# start of Raw records

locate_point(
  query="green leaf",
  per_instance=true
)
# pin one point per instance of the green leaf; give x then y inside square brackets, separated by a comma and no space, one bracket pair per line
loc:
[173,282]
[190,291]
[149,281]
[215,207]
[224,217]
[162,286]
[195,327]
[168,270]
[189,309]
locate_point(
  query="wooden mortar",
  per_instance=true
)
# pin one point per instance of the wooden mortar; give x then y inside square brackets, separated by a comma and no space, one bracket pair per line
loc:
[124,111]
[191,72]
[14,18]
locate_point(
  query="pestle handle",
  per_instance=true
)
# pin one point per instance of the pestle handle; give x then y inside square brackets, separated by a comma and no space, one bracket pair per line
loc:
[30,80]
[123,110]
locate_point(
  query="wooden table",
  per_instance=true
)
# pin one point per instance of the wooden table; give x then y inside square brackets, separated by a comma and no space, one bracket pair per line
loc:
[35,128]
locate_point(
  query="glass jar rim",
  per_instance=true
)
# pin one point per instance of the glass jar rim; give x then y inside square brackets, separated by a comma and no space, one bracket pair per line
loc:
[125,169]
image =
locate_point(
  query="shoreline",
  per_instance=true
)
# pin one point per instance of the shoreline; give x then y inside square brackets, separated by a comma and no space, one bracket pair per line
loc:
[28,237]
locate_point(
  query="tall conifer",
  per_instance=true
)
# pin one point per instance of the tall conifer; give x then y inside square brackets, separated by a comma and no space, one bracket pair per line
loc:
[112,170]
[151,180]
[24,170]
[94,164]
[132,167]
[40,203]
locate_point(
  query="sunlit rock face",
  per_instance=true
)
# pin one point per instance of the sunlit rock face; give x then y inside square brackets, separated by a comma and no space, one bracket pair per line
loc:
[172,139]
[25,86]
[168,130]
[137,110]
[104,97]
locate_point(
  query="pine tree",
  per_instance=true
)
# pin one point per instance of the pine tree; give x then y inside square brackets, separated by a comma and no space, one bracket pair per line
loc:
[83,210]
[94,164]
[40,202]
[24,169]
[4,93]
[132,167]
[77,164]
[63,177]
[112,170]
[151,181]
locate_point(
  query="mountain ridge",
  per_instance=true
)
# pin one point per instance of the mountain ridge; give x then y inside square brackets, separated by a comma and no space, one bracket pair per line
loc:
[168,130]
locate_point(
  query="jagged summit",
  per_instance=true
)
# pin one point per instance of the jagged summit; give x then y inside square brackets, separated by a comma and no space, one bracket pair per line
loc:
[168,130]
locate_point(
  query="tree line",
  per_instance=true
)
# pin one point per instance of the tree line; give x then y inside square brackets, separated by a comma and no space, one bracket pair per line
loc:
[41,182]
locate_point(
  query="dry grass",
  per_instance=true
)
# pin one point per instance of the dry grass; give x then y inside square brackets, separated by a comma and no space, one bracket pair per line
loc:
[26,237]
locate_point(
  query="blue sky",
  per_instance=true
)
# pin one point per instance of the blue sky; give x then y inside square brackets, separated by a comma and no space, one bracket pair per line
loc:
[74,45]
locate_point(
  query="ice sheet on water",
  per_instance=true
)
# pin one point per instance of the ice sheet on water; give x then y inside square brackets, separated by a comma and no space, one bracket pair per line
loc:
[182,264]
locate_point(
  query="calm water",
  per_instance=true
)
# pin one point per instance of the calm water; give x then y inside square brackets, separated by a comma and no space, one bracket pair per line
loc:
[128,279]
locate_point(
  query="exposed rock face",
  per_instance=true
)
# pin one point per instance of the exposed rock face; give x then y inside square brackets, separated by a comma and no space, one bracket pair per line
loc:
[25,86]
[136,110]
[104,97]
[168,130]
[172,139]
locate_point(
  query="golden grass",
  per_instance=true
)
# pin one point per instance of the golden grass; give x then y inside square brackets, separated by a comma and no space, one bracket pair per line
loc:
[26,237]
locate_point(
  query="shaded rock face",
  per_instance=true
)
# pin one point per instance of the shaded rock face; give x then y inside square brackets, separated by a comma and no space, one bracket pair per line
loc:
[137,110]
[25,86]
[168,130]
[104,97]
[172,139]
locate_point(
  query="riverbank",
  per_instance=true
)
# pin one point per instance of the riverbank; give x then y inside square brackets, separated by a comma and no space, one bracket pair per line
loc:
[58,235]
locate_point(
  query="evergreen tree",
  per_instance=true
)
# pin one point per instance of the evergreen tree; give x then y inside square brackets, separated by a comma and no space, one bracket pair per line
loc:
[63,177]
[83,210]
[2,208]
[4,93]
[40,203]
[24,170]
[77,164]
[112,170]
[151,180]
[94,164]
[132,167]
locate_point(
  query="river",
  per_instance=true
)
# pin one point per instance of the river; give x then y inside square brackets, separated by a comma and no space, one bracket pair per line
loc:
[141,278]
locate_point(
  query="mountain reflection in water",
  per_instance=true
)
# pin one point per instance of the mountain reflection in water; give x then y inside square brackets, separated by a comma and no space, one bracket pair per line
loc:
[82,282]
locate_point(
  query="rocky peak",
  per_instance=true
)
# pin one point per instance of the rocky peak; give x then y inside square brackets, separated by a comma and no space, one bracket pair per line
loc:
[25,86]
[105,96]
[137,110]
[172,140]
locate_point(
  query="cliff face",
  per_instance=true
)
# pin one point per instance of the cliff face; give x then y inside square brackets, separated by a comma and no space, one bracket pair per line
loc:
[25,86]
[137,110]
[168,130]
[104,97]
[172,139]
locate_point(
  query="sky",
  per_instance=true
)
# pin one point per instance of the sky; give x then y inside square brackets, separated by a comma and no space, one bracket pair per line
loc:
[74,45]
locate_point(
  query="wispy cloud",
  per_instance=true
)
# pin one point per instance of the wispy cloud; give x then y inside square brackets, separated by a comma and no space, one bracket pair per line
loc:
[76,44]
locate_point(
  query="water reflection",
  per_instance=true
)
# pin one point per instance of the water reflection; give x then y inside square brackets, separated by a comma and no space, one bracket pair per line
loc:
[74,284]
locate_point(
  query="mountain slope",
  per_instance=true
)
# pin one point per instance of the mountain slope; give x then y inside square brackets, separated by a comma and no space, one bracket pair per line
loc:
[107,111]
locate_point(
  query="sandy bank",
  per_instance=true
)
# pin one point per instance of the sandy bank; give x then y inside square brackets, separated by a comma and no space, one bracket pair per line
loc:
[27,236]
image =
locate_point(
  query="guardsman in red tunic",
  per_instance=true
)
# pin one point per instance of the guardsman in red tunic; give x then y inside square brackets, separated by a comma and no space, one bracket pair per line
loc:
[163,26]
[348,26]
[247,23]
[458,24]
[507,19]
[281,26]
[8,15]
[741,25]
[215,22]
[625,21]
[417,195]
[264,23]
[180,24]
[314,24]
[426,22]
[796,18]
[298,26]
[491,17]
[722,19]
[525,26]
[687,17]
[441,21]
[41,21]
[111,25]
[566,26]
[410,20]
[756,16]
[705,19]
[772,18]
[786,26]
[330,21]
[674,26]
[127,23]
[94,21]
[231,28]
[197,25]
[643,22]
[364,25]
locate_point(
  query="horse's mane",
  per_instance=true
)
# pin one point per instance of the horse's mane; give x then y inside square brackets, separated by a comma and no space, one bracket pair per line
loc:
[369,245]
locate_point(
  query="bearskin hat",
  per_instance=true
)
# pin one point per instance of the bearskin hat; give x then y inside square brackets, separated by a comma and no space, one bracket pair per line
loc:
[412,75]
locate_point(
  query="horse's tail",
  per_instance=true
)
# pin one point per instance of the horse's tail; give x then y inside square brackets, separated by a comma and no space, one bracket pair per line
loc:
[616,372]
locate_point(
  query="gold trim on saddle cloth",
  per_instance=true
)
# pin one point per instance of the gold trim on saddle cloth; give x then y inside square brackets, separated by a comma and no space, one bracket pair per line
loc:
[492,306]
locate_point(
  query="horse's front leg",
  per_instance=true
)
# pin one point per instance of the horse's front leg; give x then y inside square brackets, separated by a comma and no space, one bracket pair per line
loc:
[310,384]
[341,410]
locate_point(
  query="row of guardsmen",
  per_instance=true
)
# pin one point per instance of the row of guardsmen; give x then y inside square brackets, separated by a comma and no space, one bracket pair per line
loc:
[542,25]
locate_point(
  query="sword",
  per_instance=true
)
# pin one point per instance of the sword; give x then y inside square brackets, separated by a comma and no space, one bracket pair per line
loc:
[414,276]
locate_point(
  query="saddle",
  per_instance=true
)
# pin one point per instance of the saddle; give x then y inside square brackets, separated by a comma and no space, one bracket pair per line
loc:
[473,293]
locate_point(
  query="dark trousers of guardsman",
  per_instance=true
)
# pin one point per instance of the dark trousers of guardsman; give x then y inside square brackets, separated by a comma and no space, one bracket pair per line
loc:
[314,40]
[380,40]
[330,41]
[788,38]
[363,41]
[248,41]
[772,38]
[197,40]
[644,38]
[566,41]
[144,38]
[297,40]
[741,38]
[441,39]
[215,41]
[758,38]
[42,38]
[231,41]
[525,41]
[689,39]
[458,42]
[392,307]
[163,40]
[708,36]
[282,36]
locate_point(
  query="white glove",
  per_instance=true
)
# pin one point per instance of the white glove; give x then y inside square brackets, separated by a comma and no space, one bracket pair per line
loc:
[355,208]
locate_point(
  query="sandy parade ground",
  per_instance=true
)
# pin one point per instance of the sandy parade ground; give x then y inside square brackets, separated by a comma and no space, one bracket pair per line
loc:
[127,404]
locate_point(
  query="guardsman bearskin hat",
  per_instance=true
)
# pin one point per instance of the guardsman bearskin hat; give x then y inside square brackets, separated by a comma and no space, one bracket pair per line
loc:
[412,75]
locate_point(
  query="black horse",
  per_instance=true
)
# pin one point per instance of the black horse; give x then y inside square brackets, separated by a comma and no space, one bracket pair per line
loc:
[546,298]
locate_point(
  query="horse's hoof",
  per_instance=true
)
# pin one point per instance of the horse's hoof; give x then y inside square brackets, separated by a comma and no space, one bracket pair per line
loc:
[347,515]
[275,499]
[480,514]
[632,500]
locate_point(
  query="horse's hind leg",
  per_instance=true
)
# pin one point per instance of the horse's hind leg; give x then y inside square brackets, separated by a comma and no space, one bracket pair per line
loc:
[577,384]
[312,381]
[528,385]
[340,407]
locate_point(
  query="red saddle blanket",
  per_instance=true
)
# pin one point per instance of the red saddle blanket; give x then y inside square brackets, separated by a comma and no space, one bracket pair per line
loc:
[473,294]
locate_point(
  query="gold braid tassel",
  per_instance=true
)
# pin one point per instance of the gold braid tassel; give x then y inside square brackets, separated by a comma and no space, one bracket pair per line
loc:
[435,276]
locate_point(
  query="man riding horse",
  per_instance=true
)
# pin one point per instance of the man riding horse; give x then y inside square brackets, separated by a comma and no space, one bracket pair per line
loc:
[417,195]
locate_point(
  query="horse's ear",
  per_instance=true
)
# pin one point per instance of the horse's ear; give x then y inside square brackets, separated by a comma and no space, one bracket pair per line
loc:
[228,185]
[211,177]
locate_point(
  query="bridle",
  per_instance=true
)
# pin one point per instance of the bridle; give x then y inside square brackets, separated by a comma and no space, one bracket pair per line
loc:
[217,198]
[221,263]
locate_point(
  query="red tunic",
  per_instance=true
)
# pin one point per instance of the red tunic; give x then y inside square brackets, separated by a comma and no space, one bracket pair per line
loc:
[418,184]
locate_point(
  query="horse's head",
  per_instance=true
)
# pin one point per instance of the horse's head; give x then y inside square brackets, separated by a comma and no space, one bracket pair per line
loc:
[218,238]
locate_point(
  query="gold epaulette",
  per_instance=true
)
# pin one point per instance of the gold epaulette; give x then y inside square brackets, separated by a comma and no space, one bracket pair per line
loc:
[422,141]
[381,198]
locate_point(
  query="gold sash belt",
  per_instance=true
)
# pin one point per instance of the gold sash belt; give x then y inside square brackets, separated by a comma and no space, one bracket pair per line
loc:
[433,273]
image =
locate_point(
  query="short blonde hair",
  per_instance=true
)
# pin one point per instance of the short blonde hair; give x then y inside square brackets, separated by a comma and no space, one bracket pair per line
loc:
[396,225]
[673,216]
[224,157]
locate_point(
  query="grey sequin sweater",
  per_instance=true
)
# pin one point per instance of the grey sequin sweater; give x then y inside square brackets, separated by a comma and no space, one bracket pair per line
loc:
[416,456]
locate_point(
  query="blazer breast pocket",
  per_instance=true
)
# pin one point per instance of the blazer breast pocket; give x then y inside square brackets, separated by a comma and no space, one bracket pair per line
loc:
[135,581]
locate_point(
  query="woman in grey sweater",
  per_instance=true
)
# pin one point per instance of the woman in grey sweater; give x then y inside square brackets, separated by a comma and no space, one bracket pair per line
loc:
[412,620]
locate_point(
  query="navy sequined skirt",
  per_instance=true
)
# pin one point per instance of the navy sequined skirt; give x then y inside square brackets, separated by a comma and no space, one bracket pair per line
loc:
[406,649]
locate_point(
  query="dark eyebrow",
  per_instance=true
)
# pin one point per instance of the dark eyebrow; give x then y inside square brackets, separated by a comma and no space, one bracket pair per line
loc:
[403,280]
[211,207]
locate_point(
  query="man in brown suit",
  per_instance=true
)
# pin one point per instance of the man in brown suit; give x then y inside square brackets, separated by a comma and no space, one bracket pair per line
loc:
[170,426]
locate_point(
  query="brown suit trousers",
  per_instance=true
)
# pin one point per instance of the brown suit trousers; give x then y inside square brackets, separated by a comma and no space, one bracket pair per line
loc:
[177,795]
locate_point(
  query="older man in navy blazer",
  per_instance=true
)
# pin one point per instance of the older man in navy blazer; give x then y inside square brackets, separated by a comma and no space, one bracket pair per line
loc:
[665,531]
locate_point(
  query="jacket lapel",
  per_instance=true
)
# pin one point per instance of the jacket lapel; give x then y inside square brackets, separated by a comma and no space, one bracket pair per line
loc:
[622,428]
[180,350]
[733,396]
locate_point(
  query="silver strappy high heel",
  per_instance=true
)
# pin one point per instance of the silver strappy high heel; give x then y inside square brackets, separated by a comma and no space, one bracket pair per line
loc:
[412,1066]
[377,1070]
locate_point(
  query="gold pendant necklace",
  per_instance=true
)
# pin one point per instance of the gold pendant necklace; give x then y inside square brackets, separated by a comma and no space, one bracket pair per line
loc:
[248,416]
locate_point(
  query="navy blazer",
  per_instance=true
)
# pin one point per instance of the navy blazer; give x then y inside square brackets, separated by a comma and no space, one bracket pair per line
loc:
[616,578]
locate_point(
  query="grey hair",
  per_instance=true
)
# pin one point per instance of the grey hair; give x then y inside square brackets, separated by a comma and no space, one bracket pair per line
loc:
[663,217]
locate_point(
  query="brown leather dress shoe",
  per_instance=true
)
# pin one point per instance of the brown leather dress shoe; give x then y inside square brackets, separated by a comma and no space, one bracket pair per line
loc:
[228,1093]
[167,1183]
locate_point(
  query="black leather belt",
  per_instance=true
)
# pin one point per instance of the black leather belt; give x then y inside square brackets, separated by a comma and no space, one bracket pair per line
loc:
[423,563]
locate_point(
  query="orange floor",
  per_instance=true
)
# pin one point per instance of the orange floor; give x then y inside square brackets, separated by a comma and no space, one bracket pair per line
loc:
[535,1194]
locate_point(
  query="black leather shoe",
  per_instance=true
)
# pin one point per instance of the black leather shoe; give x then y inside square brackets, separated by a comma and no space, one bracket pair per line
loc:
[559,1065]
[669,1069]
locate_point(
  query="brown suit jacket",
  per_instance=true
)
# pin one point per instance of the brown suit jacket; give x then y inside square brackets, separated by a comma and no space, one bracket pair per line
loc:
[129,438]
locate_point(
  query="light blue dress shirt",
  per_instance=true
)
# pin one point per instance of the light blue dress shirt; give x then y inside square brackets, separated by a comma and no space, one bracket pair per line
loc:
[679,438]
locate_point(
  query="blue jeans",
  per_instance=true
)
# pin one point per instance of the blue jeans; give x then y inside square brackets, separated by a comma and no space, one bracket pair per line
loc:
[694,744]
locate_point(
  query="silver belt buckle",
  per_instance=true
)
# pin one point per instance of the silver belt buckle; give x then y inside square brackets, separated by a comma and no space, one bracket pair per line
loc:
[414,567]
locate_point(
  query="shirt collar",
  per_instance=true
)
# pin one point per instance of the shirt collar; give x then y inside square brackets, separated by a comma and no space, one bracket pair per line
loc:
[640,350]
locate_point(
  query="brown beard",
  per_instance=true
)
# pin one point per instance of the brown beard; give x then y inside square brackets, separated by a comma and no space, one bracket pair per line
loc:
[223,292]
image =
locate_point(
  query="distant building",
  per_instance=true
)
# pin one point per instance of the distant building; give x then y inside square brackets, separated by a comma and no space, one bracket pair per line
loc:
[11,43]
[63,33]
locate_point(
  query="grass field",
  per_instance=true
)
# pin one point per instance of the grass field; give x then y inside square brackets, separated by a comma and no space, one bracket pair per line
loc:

# end of Raw records

Pick out every line in the items above that contains the word "orange", and copy each of those lines in full.

  query="orange floor",
# pin one point per instance of the orange floor; give x then y inside square brackets, separated by a comma and no space, one bracket pair per line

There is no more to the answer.